→ **Document extract**:
──────────────────────────────
Apocalypse for whites • XI

by Evropa Soberana

 

Herod the Great

Augustus (born Gaius Octavius), successor of Julius Caesar at the head of the Roman Empire, appointed Herod, son of Antipater, as king of Judea, and financed his army with Roman money. Herod was a capable, brutal, competent and unscrupulous leader (he practically dispatched his entire family), as well as an excellent warrior, hunter and archer. He expelled the Judean Parthians; protected Jerusalem from pillage, persecuted the bandits and highwaymen and executed the Jews who had supported the Parthian marionette regime, consolidating himself in 37 BCE as king of Judea.

Although Herod is portrayed by history as a ruthless, cruel and selfish king, the reality is that, as hard as it may seem to believe, as a sovereign he was one of the best that this land ever had. Even in 25 BCE he sacrificed important personal wealth to import large quantities of grain from Egypt, with the aim of fighting a famine that was spreading misery in his country.

Despite this and everything he did for Israel, Herod is viewed with antipathy by the Jews, for having been a pro-Roman, pro-Greek sovereign and, above all, because his Jewishness was questioned: Herod descended from his father’s side of Antipater (the one who supported Cassius), who in turn descended from those Idumeans (or Edomites) forced to convert to Judaism when John Hyrcanus, a Hasmonean king, conquered Idumea (or Edom) around 135 BCE.
──────────────────────────────
→ **Data supplied**:
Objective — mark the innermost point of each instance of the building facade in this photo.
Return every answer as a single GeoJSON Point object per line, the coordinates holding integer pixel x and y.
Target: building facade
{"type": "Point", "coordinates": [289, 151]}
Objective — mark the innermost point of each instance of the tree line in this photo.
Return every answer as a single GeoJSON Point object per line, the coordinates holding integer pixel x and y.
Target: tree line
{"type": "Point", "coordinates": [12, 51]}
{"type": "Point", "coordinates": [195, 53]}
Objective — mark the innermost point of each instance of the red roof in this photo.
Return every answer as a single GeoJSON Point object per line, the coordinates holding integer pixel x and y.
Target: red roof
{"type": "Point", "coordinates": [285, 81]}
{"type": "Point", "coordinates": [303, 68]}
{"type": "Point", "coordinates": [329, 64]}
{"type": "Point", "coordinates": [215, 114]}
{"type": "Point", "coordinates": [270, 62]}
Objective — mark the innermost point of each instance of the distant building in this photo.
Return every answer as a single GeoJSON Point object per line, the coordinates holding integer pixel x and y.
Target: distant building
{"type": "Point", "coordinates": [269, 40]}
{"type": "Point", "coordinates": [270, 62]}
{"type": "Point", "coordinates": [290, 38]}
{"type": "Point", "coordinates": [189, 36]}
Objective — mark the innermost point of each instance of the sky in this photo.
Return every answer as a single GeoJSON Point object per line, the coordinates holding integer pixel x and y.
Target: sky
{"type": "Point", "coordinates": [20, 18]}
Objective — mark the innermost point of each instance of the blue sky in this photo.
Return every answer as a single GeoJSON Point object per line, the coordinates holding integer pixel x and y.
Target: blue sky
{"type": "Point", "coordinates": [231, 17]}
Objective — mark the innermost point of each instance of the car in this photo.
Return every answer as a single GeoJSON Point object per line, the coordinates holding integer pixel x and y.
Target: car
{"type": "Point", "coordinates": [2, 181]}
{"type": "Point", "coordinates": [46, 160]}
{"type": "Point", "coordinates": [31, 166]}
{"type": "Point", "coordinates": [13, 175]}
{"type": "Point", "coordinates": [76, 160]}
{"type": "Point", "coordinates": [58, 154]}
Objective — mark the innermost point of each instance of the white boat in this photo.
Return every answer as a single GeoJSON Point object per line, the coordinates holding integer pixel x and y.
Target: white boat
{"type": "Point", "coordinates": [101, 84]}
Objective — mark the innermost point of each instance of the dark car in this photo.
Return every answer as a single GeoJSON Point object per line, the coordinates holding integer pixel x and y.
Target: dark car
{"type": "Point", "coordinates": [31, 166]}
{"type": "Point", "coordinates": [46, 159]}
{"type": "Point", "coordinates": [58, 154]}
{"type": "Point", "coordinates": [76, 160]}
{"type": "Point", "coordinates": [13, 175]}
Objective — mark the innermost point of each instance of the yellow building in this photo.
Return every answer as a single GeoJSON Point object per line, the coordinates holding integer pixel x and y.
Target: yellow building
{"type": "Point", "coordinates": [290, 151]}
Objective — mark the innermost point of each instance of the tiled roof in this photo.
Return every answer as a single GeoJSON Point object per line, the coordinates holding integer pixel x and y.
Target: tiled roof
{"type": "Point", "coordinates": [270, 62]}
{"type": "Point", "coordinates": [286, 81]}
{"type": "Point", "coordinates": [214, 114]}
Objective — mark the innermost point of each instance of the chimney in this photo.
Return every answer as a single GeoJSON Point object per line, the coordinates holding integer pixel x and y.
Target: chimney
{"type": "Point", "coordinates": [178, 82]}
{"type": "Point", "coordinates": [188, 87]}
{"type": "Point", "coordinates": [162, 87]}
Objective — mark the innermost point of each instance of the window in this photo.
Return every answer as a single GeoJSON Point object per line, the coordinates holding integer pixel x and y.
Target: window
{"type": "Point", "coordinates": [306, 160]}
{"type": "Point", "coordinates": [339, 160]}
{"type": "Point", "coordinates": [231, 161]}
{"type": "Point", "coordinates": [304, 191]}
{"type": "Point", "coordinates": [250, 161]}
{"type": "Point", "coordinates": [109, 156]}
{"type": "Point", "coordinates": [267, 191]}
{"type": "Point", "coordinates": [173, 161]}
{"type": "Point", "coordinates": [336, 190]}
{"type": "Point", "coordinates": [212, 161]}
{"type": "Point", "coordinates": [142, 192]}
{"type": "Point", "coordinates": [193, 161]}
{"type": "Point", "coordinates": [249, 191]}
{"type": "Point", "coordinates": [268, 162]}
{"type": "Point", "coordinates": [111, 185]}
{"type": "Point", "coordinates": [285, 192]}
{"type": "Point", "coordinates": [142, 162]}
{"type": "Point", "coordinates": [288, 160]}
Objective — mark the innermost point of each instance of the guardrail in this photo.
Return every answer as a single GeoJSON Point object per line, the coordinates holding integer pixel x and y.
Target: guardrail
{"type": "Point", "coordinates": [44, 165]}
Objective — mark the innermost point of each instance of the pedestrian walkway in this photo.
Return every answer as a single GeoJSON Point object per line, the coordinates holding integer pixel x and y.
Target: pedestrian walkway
──────────────────────────────
→ **Stated problem 1**:
Duplicate the stretch of the records from the line containing "walkway in this photo." through the end of the records, keeping every line as it is.
→ **Stated problem 2**:
Pick up the text about Herod the Great where it stops and continue it.

→ **Expected answer 1**:
Objective — mark the innermost point of each instance of the pedestrian walkway in this photo.
Return every answer as a single GeoJSON Point object per line, the coordinates holding integer pixel x and y.
Target: pedestrian walkway

→ **Expected answer 2**:
On the maternal side Herod descended from the Arabs, and the transmission of the Jewish condition is matrilineal. Therefore, although Herod identified himself as a Jew and was considered a Jew by most authorities, the masses of the Jewish people, especially the most orthodox, systematically distrusted the king: especially in view of the opulent and luxurious life he imposed on his court, and held for him a contempt perhaps comparable to the one that the Spaniards of the 16th century felt by the Marranos or Jews converted to Christianity.

For his education and Greco-Roman inclinations, it is more likely that this king felt less Jewish, although he certainly wanted to please Jewry and be an effective sovereign by the prosperity that he brought to them. More rational than his fundamentalist subjects, Herod understood that enraging Rome was not good business.

Herod gave Israel a splendour that it had never known, not even under David or Solomon. He embellished Jerusalem with Hellenistic architecture and sculpture; carried out an ambitious program of public works, and in 19 BCE demolished and rebuilt the very Temple in Jerusalem, considering it too small and mediocre.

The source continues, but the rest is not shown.